#### About this exercise
Copy out exactly the lines below that run from the one holding "370L309 371L300 364L266" to the one holding "235L98 213L92 238L109", keeping both of those lines and no others.

Records drawn from a dataset:
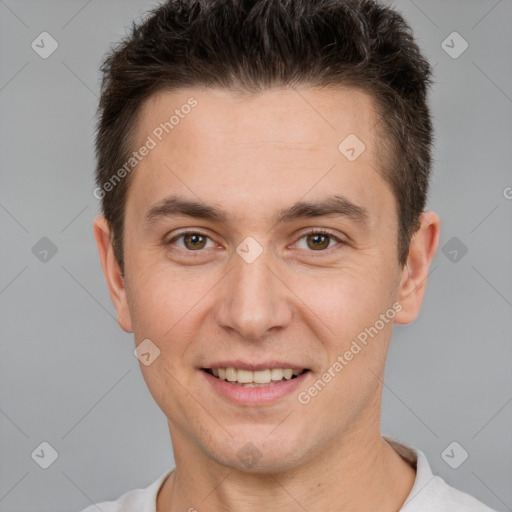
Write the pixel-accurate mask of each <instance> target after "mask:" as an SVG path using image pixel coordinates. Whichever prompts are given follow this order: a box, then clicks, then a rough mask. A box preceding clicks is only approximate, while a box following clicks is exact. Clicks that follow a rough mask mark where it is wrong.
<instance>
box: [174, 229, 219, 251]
mask: <svg viewBox="0 0 512 512" xmlns="http://www.w3.org/2000/svg"><path fill="white" fill-rule="evenodd" d="M180 238H183V246H180V245H179V244H175V245H177V247H179V248H180V249H183V250H184V251H190V252H197V251H199V250H201V249H209V248H211V247H215V244H214V243H213V241H211V240H210V242H211V244H212V245H210V247H206V243H207V240H209V237H208V236H206V235H204V234H203V233H199V232H197V231H187V232H185V233H181V234H179V235H177V236H175V237H174V238H172V239H171V240H169V242H167V243H168V244H169V245H170V244H174V243H175V242H176V240H179V239H180Z"/></svg>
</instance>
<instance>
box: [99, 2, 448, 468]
mask: <svg viewBox="0 0 512 512" xmlns="http://www.w3.org/2000/svg"><path fill="white" fill-rule="evenodd" d="M102 71H103V73H104V78H103V85H102V95H101V100H100V107H99V123H98V131H97V139H96V150H97V161H98V165H97V172H96V181H97V189H96V191H95V195H96V196H97V197H98V198H101V201H102V203H101V204H102V209H103V217H99V218H98V219H97V220H96V222H95V236H96V240H97V243H98V247H99V251H100V256H101V260H102V266H103V269H104V272H105V275H106V278H107V283H108V285H109V289H110V293H111V297H112V300H113V302H114V304H115V307H116V310H117V313H118V316H119V323H120V325H121V327H122V328H123V329H124V330H126V331H129V332H134V334H135V340H136V343H137V344H138V345H139V344H140V343H142V342H143V340H145V339H150V340H151V343H152V344H154V346H156V347H158V350H159V351H160V354H159V356H158V357H157V358H156V359H155V360H154V361H153V362H152V363H151V364H150V365H148V366H146V365H143V364H141V368H142V370H143V374H144V378H145V379H146V382H147V383H148V386H149V389H150V391H151V393H152V394H153V396H154V398H155V400H156V401H157V403H158V404H159V405H160V407H161V408H162V410H163V411H164V413H165V414H166V416H167V418H168V419H169V425H170V427H171V433H172V432H173V430H174V434H175V436H181V438H182V439H188V440H189V441H190V446H194V447H195V449H197V450H198V452H201V453H205V454H206V453H207V454H208V455H209V457H210V458H211V459H212V460H214V461H216V462H219V463H221V464H225V465H231V466H235V465H239V466H240V467H243V463H242V462H241V460H240V457H237V449H240V448H241V447H243V446H244V445H246V443H248V442H251V443H252V444H253V445H255V446H257V447H258V450H260V453H262V458H261V465H262V466H261V467H265V468H266V469H269V468H271V467H273V468H277V467H278V466H279V467H281V468H283V467H284V465H286V464H288V465H292V464H294V463H296V464H298V463H299V461H301V460H302V461H304V460H306V459H307V458H308V457H311V456H312V454H314V453H318V452H319V451H320V450H322V449H325V447H326V446H327V444H326V443H329V442H331V441H333V440H334V439H335V438H337V437H339V436H340V435H342V434H343V433H345V434H346V435H349V433H350V432H355V431H356V430H357V429H356V426H357V428H358V429H360V427H361V425H373V426H375V424H376V422H377V423H378V416H379V412H380V411H379V407H378V406H379V396H380V391H381V382H380V379H379V376H381V375H382V372H383V368H384V362H385V356H386V353H387V348H388V345H389V341H390V339H391V333H392V329H393V324H394V323H408V322H410V321H412V320H413V319H414V318H415V317H416V316H417V314H418V312H419V308H420V306H421V301H422V298H423V293H424V289H425V278H426V275H427V271H428V266H429V264H430V261H431V259H432V257H433V255H434V253H435V250H436V248H437V242H438V235H439V220H438V218H437V216H436V215H435V214H432V213H431V212H425V211H424V208H425V204H426V199H427V191H428V183H429V175H430V167H431V145H432V133H431V132H432V126H431V120H430V114H429V109H428V104H427V90H428V86H429V83H430V75H431V69H430V67H429V65H428V63H427V62H426V60H425V59H424V58H423V57H422V55H421V53H420V51H419V49H418V47H417V45H416V44H415V42H414V40H413V37H412V35H411V31H410V29H409V27H408V26H407V24H406V23H405V21H404V20H403V19H402V17H401V16H400V15H399V14H397V13H396V12H395V11H393V10H391V9H389V8H387V7H384V6H382V5H381V4H378V3H376V2H374V1H372V0H345V1H333V0H320V1H317V2H311V1H306V0H293V1H283V2H275V1H265V0H263V1H260V2H246V1H235V0H228V1H225V2H218V1H207V0H200V1H194V0H188V1H187V0H186V1H181V2H179V1H169V2H166V3H164V4H162V5H161V6H160V7H158V8H157V9H155V10H154V11H152V12H151V13H150V15H149V16H148V17H147V19H145V21H144V22H143V23H141V24H140V25H139V26H136V25H134V27H133V30H132V32H131V34H130V35H129V36H128V37H127V38H126V39H125V40H124V41H122V42H121V43H120V44H119V45H118V46H117V47H115V48H114V49H113V50H112V51H111V52H110V54H109V55H108V56H107V58H106V60H105V62H104V64H103V67H102ZM143 148H144V149H143ZM171 199H172V200H171ZM192 203H194V204H192ZM308 230H309V231H308ZM318 231H326V232H327V233H328V234H322V233H320V234H318ZM318 242H320V243H318ZM326 242H327V243H326ZM248 254H250V257H249V256H247V255H248ZM389 311H392V314H391V313H389ZM381 315H384V316H386V318H387V320H386V319H383V318H382V316H381ZM377 321H379V322H380V323H379V324H378V325H379V328H376V327H375V325H376V322H377ZM380 324H382V327H380ZM372 327H373V330H371V331H368V332H372V333H374V332H375V334H372V335H371V338H370V337H368V335H367V340H366V341H367V343H366V344H365V345H364V346H361V347H360V351H359V352H357V357H354V358H351V359H350V360H349V361H347V364H346V365H344V366H343V369H342V370H340V371H339V372H337V373H336V378H334V377H333V376H332V372H335V370H332V371H331V377H332V378H331V379H330V380H329V383H328V385H326V386H325V389H324V388H323V387H322V390H321V392H318V393H317V394H318V396H316V394H315V397H314V400H310V401H309V402H308V404H307V405H306V404H304V403H301V402H300V400H297V396H298V395H299V393H300V392H304V391H305V390H307V389H309V388H310V387H311V386H312V385H313V383H314V382H318V380H319V379H321V377H322V375H324V374H325V372H326V371H327V370H328V369H329V368H332V367H333V364H334V363H335V362H336V360H337V358H338V356H339V355H343V354H344V353H346V352H347V351H349V350H351V346H352V347H353V345H352V342H353V341H354V340H357V339H359V340H361V337H360V336H359V335H360V334H361V332H363V331H364V330H365V329H371V328H372ZM358 336H359V338H358ZM370 340H371V342H370ZM359 345H363V344H362V342H360V343H359ZM355 351H356V349H354V350H353V352H355ZM233 361H240V362H241V363H247V362H251V363H253V364H256V365H258V366H259V364H260V363H261V364H265V363H268V362H272V361H274V362H276V361H280V362H283V363H286V364H290V365H292V364H293V366H294V367H296V366H297V367H299V366H300V367H301V368H305V369H307V370H308V372H307V373H306V374H305V376H303V377H302V380H301V385H300V389H297V390H296V392H295V394H294V395H295V396H294V397H292V396H291V395H288V396H286V397H285V398H283V399H281V400H278V401H276V402H275V403H272V404H271V405H262V406H246V405H240V404H238V405H234V403H233V402H231V401H229V400H226V399H225V398H222V397H220V396H219V395H218V394H217V393H216V391H215V390H214V389H213V388H211V387H210V386H209V384H208V383H209V382H210V381H208V380H205V379H209V378H210V377H211V376H208V377H206V376H205V372H204V370H203V369H204V368H212V367H213V368H215V367H216V366H222V364H224V363H226V362H233ZM317 387H318V386H317ZM190 396H192V397H193V399H191V398H190ZM302 396H303V397H304V395H302ZM208 404H211V406H212V411H213V415H212V412H210V411H207V407H206V406H207V405H208ZM292 410H293V416H294V420H293V421H289V422H288V423H284V424H283V425H282V426H280V428H279V429H278V430H276V432H275V433H273V435H272V436H268V432H269V431H270V430H271V427H272V426H275V425H276V424H277V423H279V421H281V420H282V419H283V418H284V417H285V416H286V415H287V414H289V412H290V411H292ZM319 417H322V418H324V421H323V422H318V418H319ZM306 434H307V437H308V439H309V442H308V443H306V444H304V442H303V439H304V436H305V435H306ZM297 445H299V446H300V447H301V448H300V449H299V450H297ZM175 450H176V447H175ZM292 454H293V456H292Z"/></svg>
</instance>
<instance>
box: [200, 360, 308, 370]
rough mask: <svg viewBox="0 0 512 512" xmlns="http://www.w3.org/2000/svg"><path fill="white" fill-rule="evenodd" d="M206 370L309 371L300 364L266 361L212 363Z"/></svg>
mask: <svg viewBox="0 0 512 512" xmlns="http://www.w3.org/2000/svg"><path fill="white" fill-rule="evenodd" d="M203 368H204V369H207V370H211V369H217V368H236V369H240V370H247V371H253V372H257V371H259V370H267V369H270V370H272V369H275V368H281V369H287V368H291V369H292V370H307V368H306V367H305V366H303V365H300V364H294V363H287V362H283V361H266V362H263V363H248V362H245V361H240V360H237V361H219V362H217V363H211V364H210V365H207V366H204V367H203Z"/></svg>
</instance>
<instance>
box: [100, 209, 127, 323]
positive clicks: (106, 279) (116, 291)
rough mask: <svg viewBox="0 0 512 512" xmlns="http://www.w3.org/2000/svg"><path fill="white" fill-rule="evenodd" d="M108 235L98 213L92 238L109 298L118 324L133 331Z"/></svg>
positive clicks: (116, 265) (117, 265) (112, 251)
mask: <svg viewBox="0 0 512 512" xmlns="http://www.w3.org/2000/svg"><path fill="white" fill-rule="evenodd" d="M110 235H111V234H110V226H109V224H108V222H107V220H106V219H105V217H103V216H102V215H99V216H98V217H96V218H95V219H94V238H95V240H96V245H97V247H98V253H99V256H100V261H101V268H102V269H103V274H104V276H105V280H106V282H107V286H108V290H109V293H110V298H111V299H112V302H113V304H114V307H115V308H116V312H117V321H118V323H119V326H120V327H121V329H123V330H124V331H126V332H133V330H132V321H131V317H130V310H129V308H128V301H127V298H126V288H125V284H124V279H123V276H122V275H121V268H120V267H119V263H118V262H117V259H116V257H115V254H114V248H113V247H112V242H111V238H110Z"/></svg>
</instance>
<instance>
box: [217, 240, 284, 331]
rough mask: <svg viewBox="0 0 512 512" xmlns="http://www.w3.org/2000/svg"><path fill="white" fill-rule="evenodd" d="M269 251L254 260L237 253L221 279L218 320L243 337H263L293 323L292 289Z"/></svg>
mask: <svg viewBox="0 0 512 512" xmlns="http://www.w3.org/2000/svg"><path fill="white" fill-rule="evenodd" d="M269 253H270V251H269V250H266V249H265V250H264V251H263V253H262V254H261V255H260V256H259V257H258V258H257V259H256V260H254V261H252V262H251V263H248V262H247V261H245V260H244V259H243V258H242V257H240V256H239V255H238V254H235V255H234V256H233V263H232V264H233V267H232V270H231V271H230V272H229V273H228V275H227V276H226V277H225V279H223V280H222V282H221V283H220V284H221V289H220V297H219V298H218V300H216V306H215V318H216V321H217V323H218V324H219V326H220V327H221V328H223V329H225V330H227V331H231V333H233V332H236V333H237V334H238V337H240V338H241V339H245V340H251V341H261V340H264V339H265V338H267V337H268V336H270V335H271V334H275V333H276V332H277V331H279V330H281V329H284V328H286V327H287V326H288V325H290V322H291V320H292V317H293V308H292V300H291V299H292V297H291V295H292V293H291V292H290V290H289V288H287V286H286V285H285V284H284V282H285V281H284V279H283V277H282V276H280V275H279V271H276V270H275V269H274V267H276V265H272V261H271V260H272V255H271V254H269Z"/></svg>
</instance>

#### Expected answer
rough mask: <svg viewBox="0 0 512 512" xmlns="http://www.w3.org/2000/svg"><path fill="white" fill-rule="evenodd" d="M206 370L309 371L300 364L266 361L212 363Z"/></svg>
mask: <svg viewBox="0 0 512 512" xmlns="http://www.w3.org/2000/svg"><path fill="white" fill-rule="evenodd" d="M203 368H204V369H207V370H211V369H217V368H236V369H240V370H247V371H253V372H257V371H259V370H267V369H270V370H272V369H275V368H281V369H287V368H291V369H292V370H307V368H306V367H305V366H303V365H300V364H294V363H287V362H283V361H266V362H263V363H248V362H245V361H240V360H237V361H219V362H217V363H211V364H210V365H207V366H204V367H203Z"/></svg>
</instance>
<instance>
box: [100, 209, 127, 323]
positive clicks: (106, 279) (116, 291)
rough mask: <svg viewBox="0 0 512 512" xmlns="http://www.w3.org/2000/svg"><path fill="white" fill-rule="evenodd" d="M108 235L98 213L92 238L109 298L118 324L133 331Z"/></svg>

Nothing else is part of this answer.